Your objective:
For this exercise, return all the data word for word, with images left out.

Available records:
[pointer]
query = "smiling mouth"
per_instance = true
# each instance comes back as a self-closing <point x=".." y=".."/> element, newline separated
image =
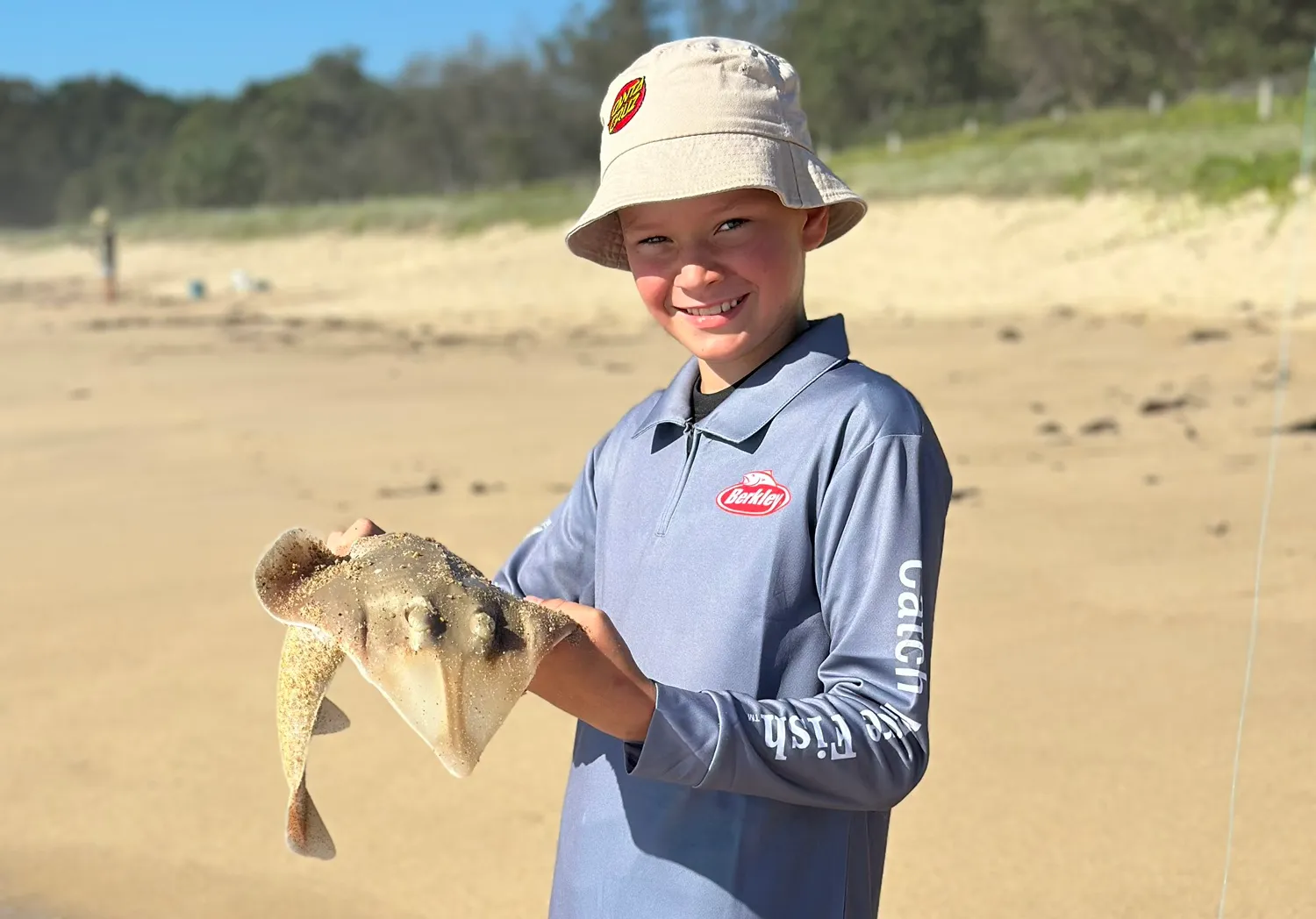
<point x="716" y="310"/>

Output of the exercise:
[pointer]
query = "smiling mouth"
per_instance = true
# each instance comes back as a self-closing <point x=".." y=".."/> element, newline separated
image =
<point x="716" y="310"/>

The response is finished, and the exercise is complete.